PERMINTAAN
Lanjutkan teks tentang tanggapan SPKS atas rekomendasi Rakernas KADIN mengenai pembiayaan peremajaan kebun kelapa sawit, mulai dari sesudah kalimat terakhirnya.

Serikat
Petani Kelapa Sawit (SPKS) mencermati Rekomendasi Rakernas KADIN
terkait Pembiayaan Inovatif untuk replanting Perkebunan Kelapa Sawit
Indonesia yang didukung pemerintah RI melalui kelima menterinya (Menteri
Perdagangan, Menteri Pertanian, Menteri Koordinator Perekonomian,
Menteri Perindustrian, dan Menteri Kehutanan).
“SPKS
memandang bahwa dukungan kelima Menteri yang menghadiri acara Rakernas
KADIN di Pekanbaru tanggal 16 September 2013 terkait Pembiayaan Inovatif
untuk petani kelapa sawit Indonesia harus didiskusikan dengan petani
kelapa sawit sebagai aktor lain di perkebunan kelapa sawit selain
pengusaha. Petani mengelola 43 % Perkebunan sawit Indonesia,” ujar
Koordinator SPKS, Mansuetus Darto dalam rilisnya.

DATA TERCATAT
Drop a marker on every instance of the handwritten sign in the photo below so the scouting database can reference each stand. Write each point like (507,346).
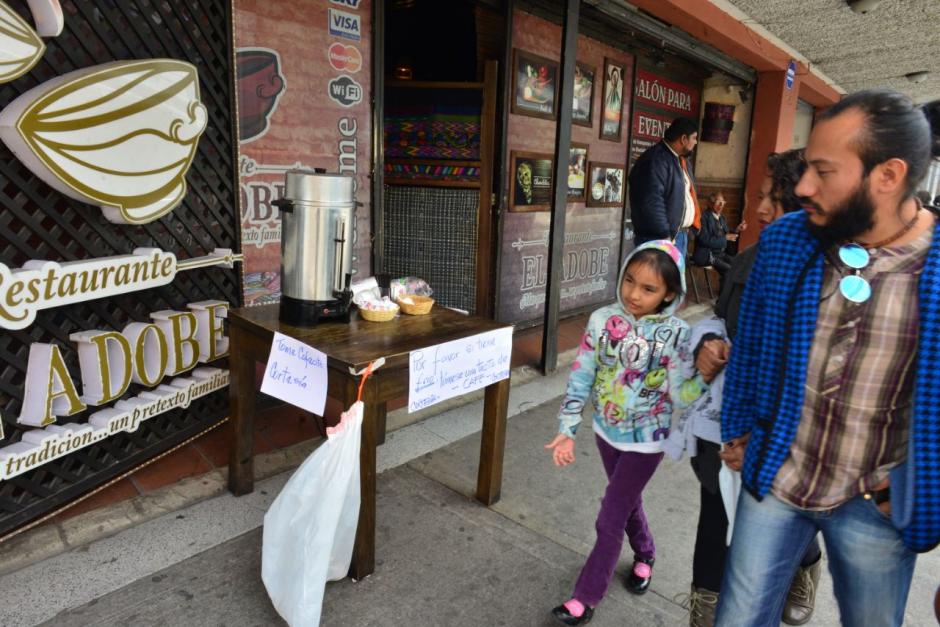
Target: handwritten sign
(296,373)
(447,370)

HASIL TUGAS
SPKS
menilai bahwa konsep Pembiayaan Inovatif untuk replanting petani kelapa
sawit Indonesia sebagai “jebakan” baru yang diluncurkan pengusaha untuk
petani kelapa sawit dengan mendompleng Kebijakan Revitalisasi
Perkebunan (Permentan No. 33 tahun 2007) dan merujuk pada slogan program
PISAgro “20-20-20” dengan dukungan pemerintah RI. Sebab Pola yang di
gunakan adalah pola manajemen satu atap.
Inovatif
pembiayaan yang di dukung oleh 5 kementrian tersebut adalah bagian dari
skema menjerat petani untuk masuk dalam perangkap sentralistik
pengelolaan kebun rakyat oleh perusahaan. Karena Pola kemitraan yang mau
digunakan adalah seluruh pembiayaan atau fasilitas kredit melalui
perusahaan perkebunan dan perusahaan akan mengelola seluruh perkebunan
rakyat seperti penanaman, pengkutan hasil, dan pemeliharaan. Perusahaan
juga akan mendapatkan manajemen fee dari inisiatif pendanaan tersebut.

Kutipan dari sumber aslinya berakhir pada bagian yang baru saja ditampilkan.